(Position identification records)

============

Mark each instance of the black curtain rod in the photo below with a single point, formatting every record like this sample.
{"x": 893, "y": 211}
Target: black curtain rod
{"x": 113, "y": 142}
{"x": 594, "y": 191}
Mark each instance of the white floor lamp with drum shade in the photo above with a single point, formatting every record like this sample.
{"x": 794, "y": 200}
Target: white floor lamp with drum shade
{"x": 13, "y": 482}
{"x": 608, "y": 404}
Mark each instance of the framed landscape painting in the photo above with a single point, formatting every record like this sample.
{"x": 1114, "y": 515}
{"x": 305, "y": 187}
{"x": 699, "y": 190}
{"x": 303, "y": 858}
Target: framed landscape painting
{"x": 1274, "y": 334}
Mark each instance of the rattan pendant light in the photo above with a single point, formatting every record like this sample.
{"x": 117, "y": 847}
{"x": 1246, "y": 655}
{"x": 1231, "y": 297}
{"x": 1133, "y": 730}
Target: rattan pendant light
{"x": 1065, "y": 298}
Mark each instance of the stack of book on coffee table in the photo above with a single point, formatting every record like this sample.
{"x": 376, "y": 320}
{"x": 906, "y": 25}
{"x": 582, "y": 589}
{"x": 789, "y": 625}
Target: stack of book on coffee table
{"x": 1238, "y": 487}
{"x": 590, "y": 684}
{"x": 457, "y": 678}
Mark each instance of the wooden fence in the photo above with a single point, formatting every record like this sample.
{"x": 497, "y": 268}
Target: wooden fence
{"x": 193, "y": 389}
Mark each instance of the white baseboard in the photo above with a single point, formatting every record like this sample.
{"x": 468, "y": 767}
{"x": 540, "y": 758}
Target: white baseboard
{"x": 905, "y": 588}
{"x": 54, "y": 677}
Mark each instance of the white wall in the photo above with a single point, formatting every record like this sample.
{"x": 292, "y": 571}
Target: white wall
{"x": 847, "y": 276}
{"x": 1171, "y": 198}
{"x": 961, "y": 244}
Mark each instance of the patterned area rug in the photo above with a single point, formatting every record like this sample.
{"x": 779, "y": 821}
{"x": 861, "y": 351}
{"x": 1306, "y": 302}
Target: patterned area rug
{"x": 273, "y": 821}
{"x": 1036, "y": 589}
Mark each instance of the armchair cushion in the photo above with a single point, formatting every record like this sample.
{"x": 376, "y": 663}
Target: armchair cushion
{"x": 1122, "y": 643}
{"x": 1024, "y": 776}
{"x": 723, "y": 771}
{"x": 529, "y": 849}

============

PROBLEM DESCRIPTION. Write out again every line from the one holding "Mark each instance of the armchair" through the end of the data, both included. Add -75 to each x and y coordinate in the answers, and leave the request line and its format sample unchanged.

THE OUTPUT.
Mark each instance of the armchair cushion in the photo above with a single point, formatting every record like this sample.
{"x": 376, "y": 663}
Target: armchair cushion
{"x": 1047, "y": 568}
{"x": 949, "y": 701}
{"x": 648, "y": 696}
{"x": 454, "y": 774}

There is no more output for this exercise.